START PROVIDED ENTRIES
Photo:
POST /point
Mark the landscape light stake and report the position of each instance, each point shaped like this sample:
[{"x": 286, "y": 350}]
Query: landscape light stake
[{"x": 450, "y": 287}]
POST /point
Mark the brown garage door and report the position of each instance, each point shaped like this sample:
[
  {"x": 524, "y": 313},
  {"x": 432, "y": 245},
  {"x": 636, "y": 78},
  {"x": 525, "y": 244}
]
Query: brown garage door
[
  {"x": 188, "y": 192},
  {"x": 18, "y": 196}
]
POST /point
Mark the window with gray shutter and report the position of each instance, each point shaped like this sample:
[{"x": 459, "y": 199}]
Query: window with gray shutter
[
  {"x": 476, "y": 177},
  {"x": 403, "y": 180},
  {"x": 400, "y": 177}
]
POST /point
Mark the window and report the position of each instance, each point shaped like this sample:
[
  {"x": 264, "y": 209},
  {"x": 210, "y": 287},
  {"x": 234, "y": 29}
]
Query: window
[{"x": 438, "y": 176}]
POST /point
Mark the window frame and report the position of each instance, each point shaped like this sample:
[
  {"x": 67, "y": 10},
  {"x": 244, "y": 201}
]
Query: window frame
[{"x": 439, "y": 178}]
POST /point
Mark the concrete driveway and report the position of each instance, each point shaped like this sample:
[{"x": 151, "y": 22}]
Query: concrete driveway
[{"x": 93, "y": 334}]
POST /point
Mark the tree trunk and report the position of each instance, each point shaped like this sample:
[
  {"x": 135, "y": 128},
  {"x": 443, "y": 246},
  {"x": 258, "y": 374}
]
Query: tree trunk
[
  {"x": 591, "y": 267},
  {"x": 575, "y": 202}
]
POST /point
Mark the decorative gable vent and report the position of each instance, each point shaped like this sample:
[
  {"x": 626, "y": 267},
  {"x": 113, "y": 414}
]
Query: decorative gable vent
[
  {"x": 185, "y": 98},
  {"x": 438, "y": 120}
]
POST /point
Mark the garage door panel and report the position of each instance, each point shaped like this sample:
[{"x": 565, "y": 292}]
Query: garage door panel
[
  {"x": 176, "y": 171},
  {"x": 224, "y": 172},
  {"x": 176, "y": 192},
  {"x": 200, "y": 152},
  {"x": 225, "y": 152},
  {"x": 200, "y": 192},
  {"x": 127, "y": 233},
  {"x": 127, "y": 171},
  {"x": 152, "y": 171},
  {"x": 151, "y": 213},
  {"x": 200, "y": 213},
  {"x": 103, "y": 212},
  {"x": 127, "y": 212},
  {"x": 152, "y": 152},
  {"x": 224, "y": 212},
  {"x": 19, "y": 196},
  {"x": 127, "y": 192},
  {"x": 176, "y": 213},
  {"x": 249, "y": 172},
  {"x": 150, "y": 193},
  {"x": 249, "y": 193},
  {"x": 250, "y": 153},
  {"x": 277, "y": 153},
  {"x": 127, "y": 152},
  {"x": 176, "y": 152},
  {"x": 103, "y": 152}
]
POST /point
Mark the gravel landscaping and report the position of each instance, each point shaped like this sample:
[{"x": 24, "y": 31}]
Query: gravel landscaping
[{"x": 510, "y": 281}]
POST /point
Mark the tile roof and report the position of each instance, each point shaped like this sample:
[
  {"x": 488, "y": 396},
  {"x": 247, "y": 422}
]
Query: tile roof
END PROVIDED ENTRIES
Go line by line through the records and copy those that contain the word "roof".

ANSWER TO THE EXERCISE -
Mark the tile roof and report the position of each instance, each point shaped like this sample:
Query: tile roof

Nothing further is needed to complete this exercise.